§ **Extrait du document**:
À la conquête de l’Amérique, l’empire familial Mulliez débarque à Brossard avec ses milliards
BROSSARD, QUÉBEC — Mulliez: ce nom français fait fureur, avise Marie Bordet, Le Point.fr. Cet empire familial de 100 milliards de dollars, part à la conquête de l’Amérique en ouvrant son premier magasin d’articles de sport à bas prix avec sa chaîne Décathlon, au Mail Champlain, à Brossard en banlieue de Montréal, au printemps 2018.
Cette aventure commerciale en Amérique française d’abord, se veut résolument le prélude d’une percée de l’Amérique du Nord, chez nos voisins du Sud, les États-Unis, où la concurrence est âprement disputée entre les bannières prestigieusement milliardaires.
La chaîne Décathlon exploite 1176 magasins et emploie
78,000 personnes à travers plusieurs pays dont la Chine. Ses concurrents québécois et canadiens sont Sports Experts, Atmosphère, Canadian Tire, Sail et Sportium, notamment.
Actuellement, 5 sociétés sont liées à l’Association familiale Mulliez (AFM). Cet empire de quelque 100 milliards de dollars emploie 360,000 personnes.
REVUE DE PRESSE (Le Point, Paris). Par Marie Bordet, Le Point.fr
« Mulliez » est un nom qui fait fureur. Dans le Nord, il suffit de le chuchoter à l’oreille de votre interlocuteur pour que celui-ci se mette illico à trembler comme une feuille. Régis Cauche, le maire de Croix, dans la banlieue chic de Lille, nous répond cordialement au téléphone. On lui expose le sujet d’étude : la famille Mulliez, dont d’illustres représentants habitent sa commune – ce qui en fait d’ailleurs une championne de l’ISF. Le sourire s’éteint en bout de ligne. »Ce sont des entrepreneurs hors pair, répond l’édile . Ils sont discrets, on ne connaît qu’une infime partie de leurs activités. Bien sûr, on entend des choses, mais je ne suis pas habilité à en parler. Au revoir ! » Loi du silence.
Les Mulliez forment un clan fondé sur les liens du sang. Sur une représentation traditionnelle de la famille, aussi, où les filles Mulliez élèvent le plus souvent leurs enfants, tandis que les hommes se dévouent corps et âme à leur entreprise. Unis par un pacte familial, ces catholiques nordistes ont bâti un incroyable empire dans la distribution. Ils règnent sur un groupe qui réalise 68 milliards d’euros de chiffre d’affaires et emploie 360 000 salariés ! Les Mulliez sont entrés de force dans la vie des Français. Ils ont mis au point un maillage serré du territoire, sorte de rouleau compresseur de la grande distribution.

§ **Tâches à réaliser**:
a) Répondez à ces questions sur l'article consacré à l'empire Mulliez :
(i) Dans quel centre commercial Décathlon ouvre-t-il son premier magasin ?
(ii) Combien de magasins la chaîne Décathlon exploite-t-elle ?
(iii) Qui est le maire de Croix ?
b) Dans l'article sur l'empire Mulliez, réécrivez sous forme de liste le paragraphe qui commence par « Les Mulliez forment un clan » en conservant ses faits principaux.
c) Transcrivez fidèlement tout ce qui va de « Cette aventure commerciale » jusqu'à « et Sportium, notamment. » dans l'article sur l'empire Mulliez.
Les enregistrements ne sont pas nécessaires ici.

§ **Extrait de données**:
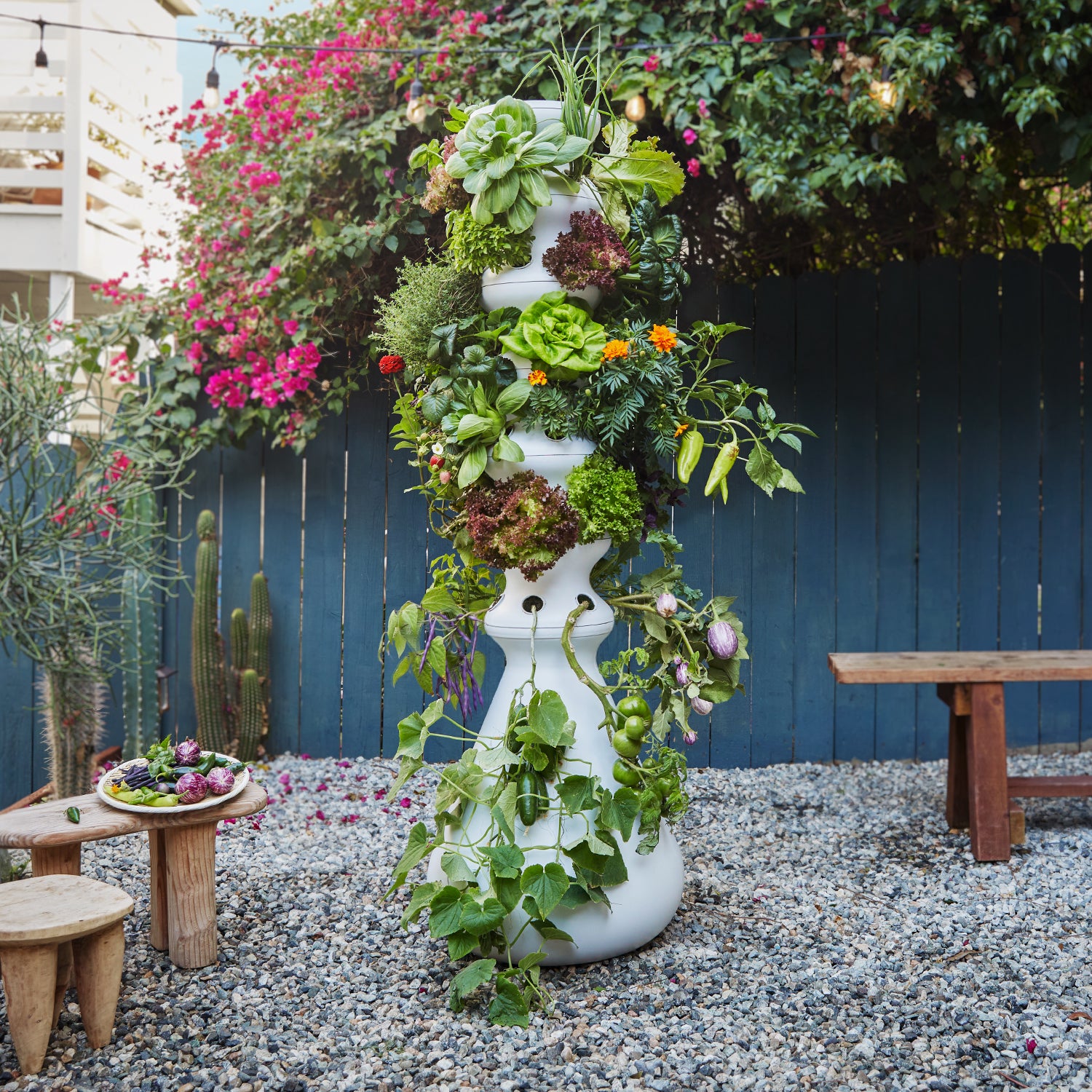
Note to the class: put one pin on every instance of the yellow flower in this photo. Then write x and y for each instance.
(663, 339)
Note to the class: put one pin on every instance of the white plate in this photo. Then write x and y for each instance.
(111, 777)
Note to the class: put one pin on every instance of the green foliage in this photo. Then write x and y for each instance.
(558, 334)
(607, 500)
(474, 247)
(428, 295)
(504, 154)
(799, 166)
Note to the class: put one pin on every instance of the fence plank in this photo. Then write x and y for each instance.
(320, 651)
(1020, 425)
(1059, 710)
(816, 555)
(17, 729)
(897, 482)
(937, 491)
(855, 705)
(406, 579)
(731, 732)
(365, 541)
(772, 587)
(281, 563)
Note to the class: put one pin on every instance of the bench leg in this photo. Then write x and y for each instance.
(958, 812)
(191, 893)
(987, 780)
(98, 960)
(159, 934)
(28, 978)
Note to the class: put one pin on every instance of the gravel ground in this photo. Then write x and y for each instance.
(834, 935)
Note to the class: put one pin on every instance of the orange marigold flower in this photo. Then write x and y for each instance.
(663, 339)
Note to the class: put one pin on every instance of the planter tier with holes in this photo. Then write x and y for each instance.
(526, 622)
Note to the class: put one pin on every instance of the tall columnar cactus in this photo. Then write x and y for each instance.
(72, 711)
(249, 714)
(233, 709)
(209, 683)
(140, 652)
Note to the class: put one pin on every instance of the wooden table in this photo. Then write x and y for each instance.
(181, 845)
(972, 686)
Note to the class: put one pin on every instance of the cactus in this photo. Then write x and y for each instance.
(140, 649)
(72, 710)
(250, 714)
(232, 703)
(209, 681)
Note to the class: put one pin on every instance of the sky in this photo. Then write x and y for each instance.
(194, 61)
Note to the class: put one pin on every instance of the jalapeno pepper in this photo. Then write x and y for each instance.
(689, 454)
(722, 464)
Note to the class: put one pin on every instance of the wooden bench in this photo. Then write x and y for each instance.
(50, 927)
(972, 686)
(181, 845)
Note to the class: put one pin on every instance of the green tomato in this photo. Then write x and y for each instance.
(635, 705)
(625, 746)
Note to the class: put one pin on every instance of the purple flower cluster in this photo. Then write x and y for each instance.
(587, 256)
(521, 523)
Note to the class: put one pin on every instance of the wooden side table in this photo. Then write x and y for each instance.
(972, 686)
(50, 925)
(183, 850)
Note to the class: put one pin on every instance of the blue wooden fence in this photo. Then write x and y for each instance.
(945, 509)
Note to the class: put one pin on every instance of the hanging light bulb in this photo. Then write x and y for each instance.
(41, 60)
(884, 91)
(416, 108)
(211, 96)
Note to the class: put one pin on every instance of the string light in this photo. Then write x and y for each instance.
(417, 108)
(211, 96)
(41, 60)
(884, 91)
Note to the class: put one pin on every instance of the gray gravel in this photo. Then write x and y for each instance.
(834, 936)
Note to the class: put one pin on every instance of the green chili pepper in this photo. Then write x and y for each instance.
(721, 467)
(689, 454)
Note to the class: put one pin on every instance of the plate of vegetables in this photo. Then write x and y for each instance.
(174, 777)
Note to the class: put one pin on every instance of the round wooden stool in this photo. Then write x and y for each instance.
(50, 926)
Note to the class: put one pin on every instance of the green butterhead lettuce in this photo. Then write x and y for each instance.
(558, 334)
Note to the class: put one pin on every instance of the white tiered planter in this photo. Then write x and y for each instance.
(644, 904)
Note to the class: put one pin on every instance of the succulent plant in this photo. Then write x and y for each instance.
(561, 334)
(502, 154)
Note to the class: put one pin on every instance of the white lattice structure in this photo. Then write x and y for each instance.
(76, 200)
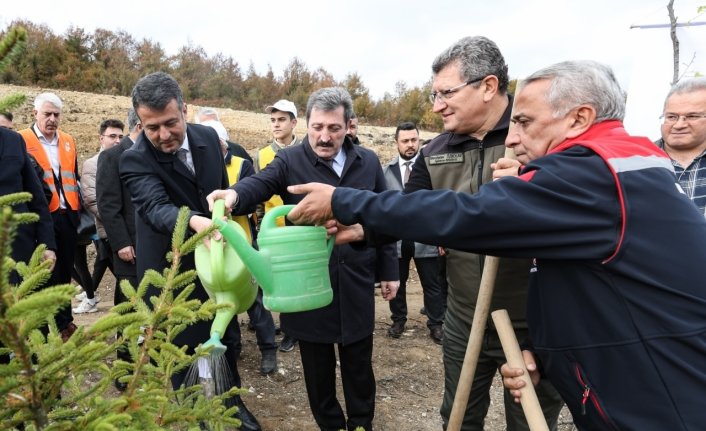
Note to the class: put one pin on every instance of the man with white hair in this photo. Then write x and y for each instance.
(684, 136)
(55, 152)
(260, 318)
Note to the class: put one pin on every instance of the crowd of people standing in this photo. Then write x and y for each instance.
(601, 234)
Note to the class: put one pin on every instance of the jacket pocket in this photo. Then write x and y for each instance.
(589, 397)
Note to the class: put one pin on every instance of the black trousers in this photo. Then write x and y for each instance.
(264, 324)
(319, 364)
(432, 286)
(66, 238)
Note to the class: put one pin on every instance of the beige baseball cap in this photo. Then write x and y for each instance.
(283, 105)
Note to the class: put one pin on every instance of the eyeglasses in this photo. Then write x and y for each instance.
(673, 118)
(447, 94)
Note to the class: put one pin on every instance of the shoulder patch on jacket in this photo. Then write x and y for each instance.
(441, 159)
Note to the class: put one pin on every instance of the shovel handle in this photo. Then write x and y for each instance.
(475, 342)
(529, 401)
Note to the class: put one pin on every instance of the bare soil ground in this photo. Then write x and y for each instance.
(408, 370)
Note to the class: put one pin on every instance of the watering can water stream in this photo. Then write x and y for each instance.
(291, 265)
(225, 278)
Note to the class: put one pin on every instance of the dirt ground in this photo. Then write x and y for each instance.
(408, 370)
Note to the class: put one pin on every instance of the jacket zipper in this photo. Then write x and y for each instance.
(481, 152)
(589, 394)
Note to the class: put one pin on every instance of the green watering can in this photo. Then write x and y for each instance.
(291, 265)
(225, 279)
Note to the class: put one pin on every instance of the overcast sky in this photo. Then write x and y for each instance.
(383, 41)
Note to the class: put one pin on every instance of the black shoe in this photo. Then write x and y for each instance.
(437, 334)
(396, 329)
(248, 421)
(268, 365)
(287, 344)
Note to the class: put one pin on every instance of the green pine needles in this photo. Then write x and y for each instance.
(52, 385)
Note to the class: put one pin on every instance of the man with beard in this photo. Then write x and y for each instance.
(426, 257)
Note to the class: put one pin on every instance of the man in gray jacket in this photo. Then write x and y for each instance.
(426, 257)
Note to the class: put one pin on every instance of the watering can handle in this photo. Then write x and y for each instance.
(270, 219)
(217, 259)
(270, 222)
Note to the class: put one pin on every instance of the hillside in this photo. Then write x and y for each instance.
(83, 113)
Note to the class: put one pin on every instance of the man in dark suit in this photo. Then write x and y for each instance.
(161, 181)
(118, 215)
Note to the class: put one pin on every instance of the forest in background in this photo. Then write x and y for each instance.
(108, 62)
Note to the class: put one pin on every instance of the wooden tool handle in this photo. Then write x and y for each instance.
(475, 341)
(529, 401)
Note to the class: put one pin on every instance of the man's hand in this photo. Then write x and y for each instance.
(51, 256)
(315, 208)
(344, 234)
(201, 223)
(388, 289)
(229, 195)
(511, 376)
(505, 167)
(127, 254)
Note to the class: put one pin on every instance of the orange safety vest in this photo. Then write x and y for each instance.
(67, 167)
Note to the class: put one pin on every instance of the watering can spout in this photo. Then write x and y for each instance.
(253, 260)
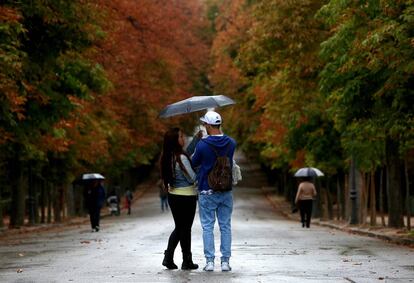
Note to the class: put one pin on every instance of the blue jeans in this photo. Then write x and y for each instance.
(218, 205)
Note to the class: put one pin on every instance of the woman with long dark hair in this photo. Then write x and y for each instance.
(178, 177)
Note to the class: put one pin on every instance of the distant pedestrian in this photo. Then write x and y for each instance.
(179, 177)
(163, 195)
(214, 157)
(128, 200)
(113, 203)
(95, 199)
(304, 200)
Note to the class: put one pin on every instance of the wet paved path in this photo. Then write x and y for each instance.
(266, 248)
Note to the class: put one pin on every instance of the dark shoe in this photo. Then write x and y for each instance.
(188, 262)
(169, 260)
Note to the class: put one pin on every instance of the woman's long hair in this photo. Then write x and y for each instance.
(171, 152)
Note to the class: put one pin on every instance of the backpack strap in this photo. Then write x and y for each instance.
(215, 150)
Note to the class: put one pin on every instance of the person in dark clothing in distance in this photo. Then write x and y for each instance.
(95, 198)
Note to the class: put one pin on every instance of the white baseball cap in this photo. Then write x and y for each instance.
(211, 118)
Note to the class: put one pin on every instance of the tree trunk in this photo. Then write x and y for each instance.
(57, 204)
(338, 199)
(373, 201)
(395, 211)
(42, 202)
(329, 199)
(49, 202)
(382, 197)
(407, 194)
(18, 204)
(347, 202)
(364, 199)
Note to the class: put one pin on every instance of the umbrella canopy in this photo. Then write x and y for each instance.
(195, 103)
(308, 172)
(92, 176)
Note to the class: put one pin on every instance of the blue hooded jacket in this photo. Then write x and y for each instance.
(204, 157)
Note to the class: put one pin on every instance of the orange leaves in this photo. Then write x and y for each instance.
(151, 53)
(9, 15)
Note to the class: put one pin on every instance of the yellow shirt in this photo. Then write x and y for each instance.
(183, 191)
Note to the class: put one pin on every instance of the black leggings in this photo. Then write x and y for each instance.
(305, 207)
(183, 210)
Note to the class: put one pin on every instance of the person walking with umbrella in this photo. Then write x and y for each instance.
(214, 202)
(178, 177)
(306, 193)
(95, 198)
(304, 200)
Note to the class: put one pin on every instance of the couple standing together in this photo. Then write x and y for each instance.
(179, 176)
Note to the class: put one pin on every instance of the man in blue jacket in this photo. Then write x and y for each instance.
(214, 204)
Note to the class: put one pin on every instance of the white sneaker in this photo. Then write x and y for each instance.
(209, 266)
(225, 266)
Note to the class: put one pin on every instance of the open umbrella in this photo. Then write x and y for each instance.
(92, 176)
(308, 172)
(195, 103)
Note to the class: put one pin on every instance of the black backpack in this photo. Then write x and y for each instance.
(220, 177)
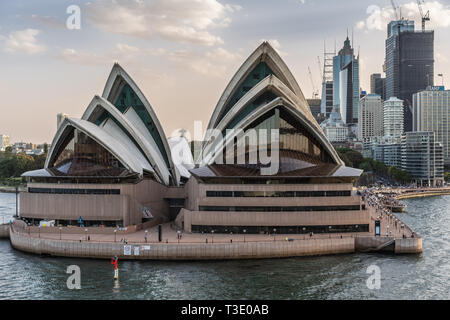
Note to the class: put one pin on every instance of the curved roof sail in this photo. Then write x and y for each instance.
(264, 61)
(123, 93)
(95, 140)
(99, 110)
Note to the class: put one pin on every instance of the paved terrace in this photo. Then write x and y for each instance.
(390, 226)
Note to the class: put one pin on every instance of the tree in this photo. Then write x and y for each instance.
(365, 166)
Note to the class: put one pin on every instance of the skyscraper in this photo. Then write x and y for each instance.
(370, 117)
(431, 112)
(60, 118)
(4, 142)
(422, 157)
(393, 117)
(378, 85)
(346, 83)
(409, 63)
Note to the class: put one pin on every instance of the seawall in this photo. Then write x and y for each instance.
(182, 251)
(211, 251)
(423, 194)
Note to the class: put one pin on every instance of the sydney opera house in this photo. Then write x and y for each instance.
(115, 167)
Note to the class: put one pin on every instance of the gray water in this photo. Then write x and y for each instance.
(424, 276)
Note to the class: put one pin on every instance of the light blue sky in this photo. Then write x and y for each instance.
(181, 53)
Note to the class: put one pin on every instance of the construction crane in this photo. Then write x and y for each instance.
(320, 66)
(394, 6)
(315, 92)
(425, 17)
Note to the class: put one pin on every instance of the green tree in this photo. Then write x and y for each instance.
(365, 166)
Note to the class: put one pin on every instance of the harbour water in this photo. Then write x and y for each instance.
(424, 276)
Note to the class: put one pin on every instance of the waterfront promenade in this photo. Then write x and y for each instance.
(176, 245)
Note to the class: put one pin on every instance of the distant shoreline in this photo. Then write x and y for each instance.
(5, 189)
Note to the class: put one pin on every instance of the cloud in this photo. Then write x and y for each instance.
(214, 63)
(48, 21)
(276, 45)
(122, 53)
(378, 18)
(23, 41)
(184, 21)
(75, 57)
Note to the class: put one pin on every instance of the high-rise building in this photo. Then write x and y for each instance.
(378, 85)
(314, 106)
(422, 157)
(370, 117)
(326, 106)
(393, 117)
(60, 118)
(334, 128)
(346, 83)
(409, 63)
(4, 142)
(431, 112)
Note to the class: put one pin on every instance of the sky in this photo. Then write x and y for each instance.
(181, 53)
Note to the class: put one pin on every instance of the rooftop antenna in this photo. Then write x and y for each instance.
(394, 6)
(425, 17)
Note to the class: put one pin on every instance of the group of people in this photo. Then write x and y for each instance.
(381, 204)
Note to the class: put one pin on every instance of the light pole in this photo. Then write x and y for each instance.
(442, 78)
(17, 202)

§ **Réponses fournies**:
a)
(i) Au Mail Champlain, à Brossard.
(ii) 1176 magasins.
(iii) Régis Cauche.

b)
- Les Mulliez forment un clan fondé sur les liens du sang et sur une représentation traditionnelle de la famille.
- Les filles élèvent le plus souvent leurs enfants, tandis que les hommes se consacrent à l'entreprise.
- Ces catholiques nordistes sont unis par un pacte familial et ont bâti un empire dans la distribution.
- Leur groupe réalise 68 milliards d'euros de chiffre d'affaires et emploie 360 000 salariés.
- Ils ont mis au point un maillage serré du territoire dans la grande distribution.

c)
Cette aventure commerciale en Amérique française d’abord, se veut résolument le prélude d’une percée de l’Amérique du Nord, chez nos voisins du Sud, les États-Unis, où la concurrence est âprement disputée entre les bannières prestigieusement milliardaires.
La chaîne Décathlon exploite 1176 magasins et emploie
78,000 personnes à travers plusieurs pays dont la Chine. Ses concurrents québécois et canadiens sont Sports Experts, Atmosphère, Canadian Tire, Sail et Sportium, notamment.